Written instruction –
Do not copy the pictures; transcribe all other material exactly.

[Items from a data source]
* * * *

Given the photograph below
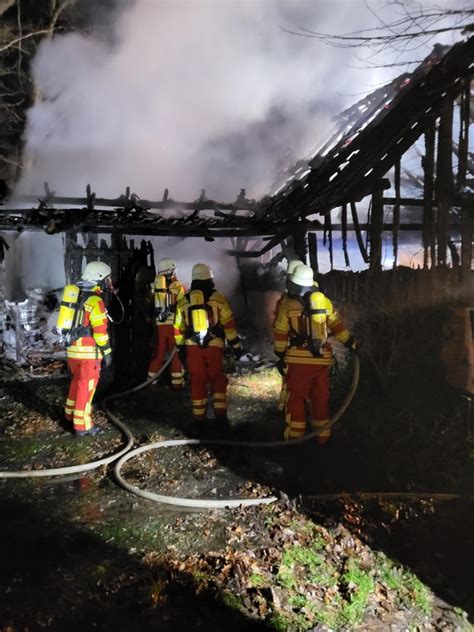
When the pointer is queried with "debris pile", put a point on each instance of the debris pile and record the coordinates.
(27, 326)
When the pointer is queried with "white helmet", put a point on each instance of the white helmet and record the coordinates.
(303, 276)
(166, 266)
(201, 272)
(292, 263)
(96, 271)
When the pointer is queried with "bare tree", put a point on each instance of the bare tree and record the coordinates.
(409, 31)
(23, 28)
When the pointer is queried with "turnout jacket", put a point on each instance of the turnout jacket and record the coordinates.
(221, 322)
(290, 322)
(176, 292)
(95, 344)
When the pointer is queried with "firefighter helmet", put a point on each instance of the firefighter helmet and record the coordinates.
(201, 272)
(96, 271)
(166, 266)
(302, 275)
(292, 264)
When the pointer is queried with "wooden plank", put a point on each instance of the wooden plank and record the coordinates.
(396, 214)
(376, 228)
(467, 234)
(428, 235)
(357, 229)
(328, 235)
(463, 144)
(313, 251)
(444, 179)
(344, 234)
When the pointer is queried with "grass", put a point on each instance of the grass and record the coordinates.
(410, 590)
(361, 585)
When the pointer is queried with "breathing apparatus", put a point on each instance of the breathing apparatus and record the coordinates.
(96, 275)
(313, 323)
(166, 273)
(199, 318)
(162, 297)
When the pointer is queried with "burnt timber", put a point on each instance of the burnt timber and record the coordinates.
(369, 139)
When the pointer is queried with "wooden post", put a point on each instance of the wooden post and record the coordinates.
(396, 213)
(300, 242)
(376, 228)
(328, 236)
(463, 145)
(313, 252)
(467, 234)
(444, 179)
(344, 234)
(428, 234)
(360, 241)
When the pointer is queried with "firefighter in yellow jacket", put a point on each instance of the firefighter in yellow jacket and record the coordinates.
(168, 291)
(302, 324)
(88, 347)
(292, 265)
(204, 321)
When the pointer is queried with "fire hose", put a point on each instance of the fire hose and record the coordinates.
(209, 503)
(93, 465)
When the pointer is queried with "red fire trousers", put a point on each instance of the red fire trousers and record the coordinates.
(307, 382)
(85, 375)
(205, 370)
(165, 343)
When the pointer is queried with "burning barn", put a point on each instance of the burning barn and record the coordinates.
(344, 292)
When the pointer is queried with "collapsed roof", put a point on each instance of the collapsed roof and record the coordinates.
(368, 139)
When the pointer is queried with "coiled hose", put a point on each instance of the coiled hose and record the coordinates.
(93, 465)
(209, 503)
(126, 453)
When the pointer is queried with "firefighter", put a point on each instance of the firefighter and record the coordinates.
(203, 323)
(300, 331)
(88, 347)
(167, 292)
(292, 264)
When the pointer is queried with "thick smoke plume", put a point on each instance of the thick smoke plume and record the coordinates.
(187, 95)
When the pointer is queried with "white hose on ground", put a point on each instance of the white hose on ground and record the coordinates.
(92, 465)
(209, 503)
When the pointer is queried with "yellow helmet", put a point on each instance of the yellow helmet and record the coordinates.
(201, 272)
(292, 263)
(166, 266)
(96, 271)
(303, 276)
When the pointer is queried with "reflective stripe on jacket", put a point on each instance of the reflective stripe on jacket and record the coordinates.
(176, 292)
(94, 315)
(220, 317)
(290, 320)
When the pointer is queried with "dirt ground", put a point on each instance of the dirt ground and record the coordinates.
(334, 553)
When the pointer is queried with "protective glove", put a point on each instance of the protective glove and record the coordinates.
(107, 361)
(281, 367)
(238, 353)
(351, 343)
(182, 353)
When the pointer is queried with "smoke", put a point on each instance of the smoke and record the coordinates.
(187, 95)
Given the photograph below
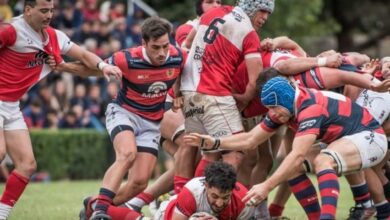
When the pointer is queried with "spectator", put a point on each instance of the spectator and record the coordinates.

* * * *

Final result –
Given the photograph below
When the pointer is queried with "debris pile", put a point on each instance of the debris pile and record the coordinates.
(27, 326)
When the pointer is queried with "white helmet", put a point on each instance of the white helmet and record the coordinates.
(303, 276)
(166, 266)
(201, 272)
(292, 263)
(96, 271)
When the pointer is queried with "bare tree", put a point on each instance of the bare tree and record the coordinates.
(409, 31)
(23, 28)
When the pointer is queried with "turnout jacket", put a point on each instance of the turnout jacket and record the coordinates.
(221, 322)
(290, 322)
(176, 292)
(95, 344)
When the pointer is queried with "firefighter helmet", put a point on each instance of the firefighter helmet and record the coordinates.
(201, 272)
(96, 271)
(166, 266)
(302, 275)
(292, 264)
When the pointer is queried with "wooden plank", put a point on each instance of the wooden plank and record the coordinates.
(396, 214)
(376, 228)
(467, 234)
(428, 235)
(357, 229)
(328, 235)
(463, 144)
(313, 251)
(444, 179)
(344, 234)
When the pointer is queried with "grass", put a point on each instance of the grass and record the coordinates.
(410, 590)
(361, 585)
When the pointer is queried with "breathing apparatus", put a point on each instance of the breathing apparatus and record the coordinates.
(96, 275)
(313, 323)
(166, 273)
(199, 318)
(162, 297)
When the pointer is queried with "burnt timber", put a point on each instance of the burnt timber and record the coordinates.
(369, 139)
When the pointer is queried with "wooden post", put a point on each instance of the wooden post and record the coordinates.
(396, 213)
(300, 242)
(376, 228)
(328, 236)
(463, 145)
(313, 252)
(467, 234)
(444, 179)
(344, 234)
(428, 234)
(360, 241)
When the pointer is queried with "firefighter in yellow jacket", put a point on each instance of the firefighter in yellow jacket and record the coordinates.
(168, 291)
(302, 324)
(88, 347)
(292, 265)
(204, 321)
When the pointer is queried with "fire hose", put a point on each instance of the fire hose and record the coordinates.
(209, 503)
(93, 465)
When the pointer is queried with "red fire trousers", put a point on each instance of the red fire trousers and record the coordinates.
(307, 382)
(85, 375)
(205, 370)
(165, 343)
When the pointer is queried with "burning barn", put a point on each instance of the burning barn and record the coordinates.
(344, 292)
When the pointer is queried with "collapsed roof", put a point on each instance of the collapsed roof and record the coordinates.
(368, 139)
When the pointer is queried with "coiled hose", put a point on each instance of the coiled hose and record the coordinates.
(93, 465)
(209, 503)
(126, 453)
When the pointer is queried with "firefighter", put a point on each instance of the firefighter and record the coordinates.
(203, 323)
(300, 331)
(88, 347)
(167, 292)
(292, 264)
When the pointer is queried with "thick smoke plume", put a point on each instance of the thick smoke plume and record the coordinates.
(187, 95)
When the pointer is queried with "white hose on ground", put a point on each instance of the white hose on ground and record the coordinates.
(92, 465)
(209, 503)
When the pointer is queried with "yellow helmet", put a point on each instance of the yellow helmet and record the coordinates.
(201, 272)
(292, 263)
(166, 266)
(96, 271)
(303, 276)
When the pointer is queried with "reflective stripe on jacket", put a point on each instance of the reflective stripe on jacket and record the coordinates.
(176, 292)
(94, 315)
(220, 317)
(290, 320)
When the pointer is queried with "dirt ground", put a point on each instance of the dirt ground and record the coordinates.
(334, 553)
When the pointer is queried with "protective glove", put a point on each instance of the protective glove and record the coordinates.
(107, 361)
(281, 367)
(238, 353)
(351, 343)
(182, 353)
When the pointer is queried with "smoke", put a point on each instance of the smoke and record the coordinates.
(187, 95)
Given the photograph below
When the pointer is queried with "spectator", put a point on each instance of the spectator and record the coordinates.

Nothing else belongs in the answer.